• Requisito 1
Altere todos os registros abaixo, trocando "suv" por "crossover" e mantendo todo o restante igual.

Houve todo um preparativo e municiamento de provisões e víveres para a arriscada e incerta travessia do Liso, como se todos já soubessem os tormentos que iriam passar:
Os bogós de couro foram enchidos nas nascentes da lagoa, e enqueridos nas costas dos burrinhos. Também tínhamos trazido jumentos, só modo para carregar. (...). Cada um pegava também sua cabaça d'água, e na capanga o diário de se valer com o que comer – paçoca. (...). Seis novilhos gordos a gente repontava, serviam para se carnear na rota (GSV, 63).
A presença do elemento heróico e diurno aqui é relevante. O herói, antes de partir para o campo de batalha, blinda-se em sua indumentária e em suas armas para enfrentar os inimigos e os perigos que estes impõem, ainda que o valente guerreiro não saiba qual o tamanho e a intensidade dos mesmos. Tais informações acerca do Liso, os jagunços de Medeiro Vaz só podiam intuir.

• Dados fornecidos
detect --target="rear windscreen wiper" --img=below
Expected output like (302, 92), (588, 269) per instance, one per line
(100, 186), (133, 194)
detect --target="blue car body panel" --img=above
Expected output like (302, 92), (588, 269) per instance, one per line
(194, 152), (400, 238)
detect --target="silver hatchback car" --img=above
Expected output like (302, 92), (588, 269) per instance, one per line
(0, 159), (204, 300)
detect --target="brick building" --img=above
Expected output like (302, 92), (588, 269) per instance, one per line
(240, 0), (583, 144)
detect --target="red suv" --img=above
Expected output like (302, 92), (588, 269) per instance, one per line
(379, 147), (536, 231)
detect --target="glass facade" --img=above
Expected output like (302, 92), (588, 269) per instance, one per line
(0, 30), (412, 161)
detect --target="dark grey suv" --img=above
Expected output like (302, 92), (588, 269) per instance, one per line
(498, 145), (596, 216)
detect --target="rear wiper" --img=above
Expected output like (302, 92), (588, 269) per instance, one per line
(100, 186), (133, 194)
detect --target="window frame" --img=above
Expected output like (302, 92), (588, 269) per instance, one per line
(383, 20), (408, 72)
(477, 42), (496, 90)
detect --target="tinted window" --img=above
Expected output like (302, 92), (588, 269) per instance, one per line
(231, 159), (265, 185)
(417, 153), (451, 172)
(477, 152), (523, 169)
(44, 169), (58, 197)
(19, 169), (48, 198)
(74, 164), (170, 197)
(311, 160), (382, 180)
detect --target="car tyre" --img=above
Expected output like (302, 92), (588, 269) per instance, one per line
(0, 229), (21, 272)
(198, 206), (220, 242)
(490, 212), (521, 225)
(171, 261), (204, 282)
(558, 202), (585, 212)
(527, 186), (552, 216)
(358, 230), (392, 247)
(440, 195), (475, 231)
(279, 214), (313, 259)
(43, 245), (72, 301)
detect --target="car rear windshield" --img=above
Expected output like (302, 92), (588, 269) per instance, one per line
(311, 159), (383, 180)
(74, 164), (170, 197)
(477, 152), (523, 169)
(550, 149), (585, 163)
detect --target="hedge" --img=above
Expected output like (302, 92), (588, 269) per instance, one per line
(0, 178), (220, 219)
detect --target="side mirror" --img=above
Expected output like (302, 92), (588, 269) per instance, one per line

• Requisito 2
Transcreva fielmente do trecho sobre a travessia do Liso a parte que começa nas palavras "Houve todo um" e termina depois de "rota (GSV, 63).".

• Resposta completa 1
detect --target="rear windscreen wiper" --img=below
Expected output like (302, 92), (588, 269) per instance, one per line
(100, 186), (133, 194)
detect --target="blue car body panel" --img=above
Expected output like (302, 92), (588, 269) per instance, one per line
(194, 152), (400, 238)
detect --target="silver hatchback car" --img=above
Expected output like (302, 92), (588, 269) per instance, one per line
(0, 159), (204, 300)
detect --target="brick building" --img=above
Expected output like (302, 92), (588, 269) per instance, one per line
(240, 0), (583, 144)
detect --target="red crossover" --img=above
Expected output like (302, 92), (588, 269) per instance, one per line
(379, 147), (536, 231)
detect --target="glass facade" --img=above
Expected output like (302, 92), (588, 269) per instance, one per line
(0, 30), (412, 161)
detect --target="dark grey crossover" --img=above
Expected output like (302, 92), (588, 269) per instance, one per line
(498, 145), (596, 216)
detect --target="rear wiper" --img=above
Expected output like (302, 92), (588, 269) per instance, one per line
(100, 186), (133, 194)
detect --target="window frame" --img=above
Expected output like (302, 92), (588, 269) per instance, one per line
(383, 20), (408, 72)
(477, 42), (496, 90)
detect --target="tinted window" --img=above
Expected output like (302, 92), (588, 269) per instance, one per line
(231, 159), (265, 185)
(417, 153), (451, 172)
(477, 152), (523, 169)
(44, 169), (58, 197)
(19, 169), (48, 198)
(74, 164), (170, 197)
(311, 160), (382, 180)
detect --target="car tyre" --img=above
Expected output like (302, 92), (588, 269) per instance, one per line
(0, 229), (21, 272)
(198, 206), (220, 242)
(490, 212), (521, 225)
(171, 261), (204, 282)
(558, 202), (585, 212)
(527, 186), (552, 216)
(358, 230), (392, 247)
(440, 195), (475, 231)
(279, 214), (313, 259)
(43, 245), (72, 301)
detect --target="car rear windshield" --img=above
Expected output like (302, 92), (588, 269) per instance, one per line
(311, 159), (383, 180)
(74, 164), (170, 197)
(477, 152), (523, 169)
(550, 149), (585, 163)
detect --target="hedge" --img=above
Expected output like (302, 92), (588, 269) per instance, one per line
(0, 178), (220, 219)
detect --target="side mirror" --img=above
Expected output like (302, 92), (588, 269) per instance, one per line

• Resposta completa 2
Houve todo um preparativo e municiamento de provisões e víveres para a arriscada e incerta travessia do Liso, como se todos já soubessem os tormentos que iriam passar:
Os bogós de couro foram enchidos nas nascentes da lagoa, e enqueridos nas costas dos burrinhos. Também tínhamos trazido jumentos, só modo para carregar. (...). Cada um pegava também sua cabaça d'água, e na capanga o diário de se valer com o que comer – paçoca. (...). Seis novilhos gordos a gente repontava, serviam para se carnear na rota (GSV, 63).